Task directions ::
Search the records for the word "outline" and copy each line in which it appears.

[Opening Source information section]

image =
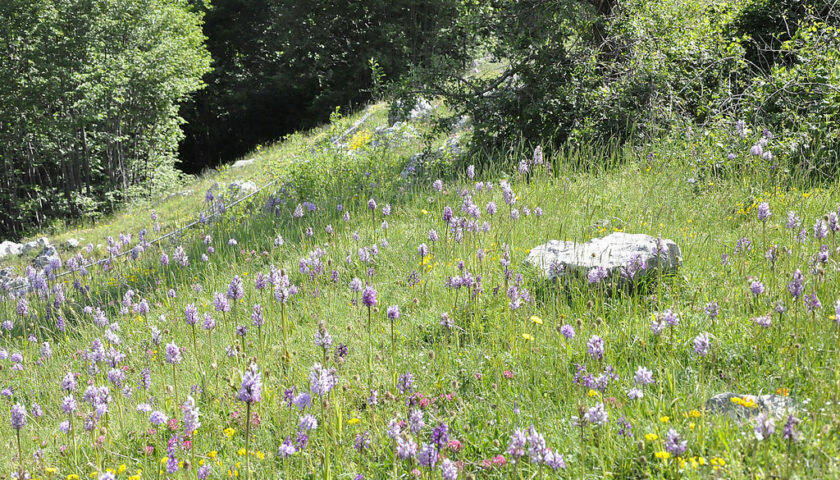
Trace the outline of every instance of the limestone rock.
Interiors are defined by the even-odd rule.
[[[376,127],[373,132],[373,147],[401,147],[417,138],[417,129],[404,122],[397,122],[390,127]]]
[[[26,278],[15,275],[11,267],[0,270],[0,294],[22,295],[26,293],[28,286]]]
[[[32,250],[37,250],[39,248],[46,248],[50,246],[50,240],[47,237],[41,237],[37,240],[32,240],[31,242],[27,242],[23,244],[23,247],[20,250],[21,255],[31,252]]]
[[[230,167],[231,168],[247,167],[248,165],[253,165],[254,162],[256,162],[256,159],[254,159],[254,158],[245,158],[245,159],[238,160],[238,161],[234,162],[234,164],[231,165]]]
[[[583,276],[602,267],[608,278],[638,279],[657,270],[672,272],[682,264],[680,247],[671,240],[616,232],[586,243],[551,240],[534,247],[525,263],[549,280]]]
[[[241,182],[239,180],[230,182],[228,185],[228,192],[235,196],[248,195],[257,191],[257,184],[252,181]]]
[[[61,262],[61,257],[58,255],[58,251],[54,246],[47,245],[43,250],[41,250],[41,253],[32,260],[32,264],[38,268],[45,268],[54,260]]]
[[[0,243],[0,258],[20,255],[22,249],[23,245],[12,242],[11,240],[5,240],[3,243]]]
[[[394,125],[397,122],[423,121],[431,116],[432,112],[435,111],[435,107],[425,98],[418,98],[417,103],[414,104],[414,107],[407,114],[403,113],[404,111],[402,103],[398,101],[396,109],[392,109],[388,114],[388,125]]]
[[[732,399],[736,401],[732,401]],[[745,406],[741,400],[752,402],[755,406]],[[796,410],[796,403],[790,397],[782,395],[749,395],[732,392],[719,393],[706,400],[706,409],[741,422],[744,419],[764,412],[776,418],[782,418]]]

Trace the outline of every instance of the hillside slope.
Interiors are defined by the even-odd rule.
[[[457,132],[433,142],[437,159],[412,160],[425,124],[383,137],[384,107],[372,111],[345,145],[326,128],[294,137],[191,195],[58,236],[111,235],[113,255],[135,254],[86,269],[64,258],[0,304],[3,471],[840,474],[837,185],[767,175],[736,140],[737,168],[719,168],[719,145],[688,132],[461,170]],[[278,183],[231,208],[205,203],[234,178]],[[152,208],[162,233],[224,213],[145,245]],[[545,282],[523,265],[550,239],[616,231],[674,240],[681,269],[627,288]],[[707,408],[724,392],[749,420]],[[755,415],[750,394],[795,410]]]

[Closing Source information section]

Solution for this problem ::
Trace the outline of every instance of the limestone rock.
Trace the outline of every instance of the hillside slope.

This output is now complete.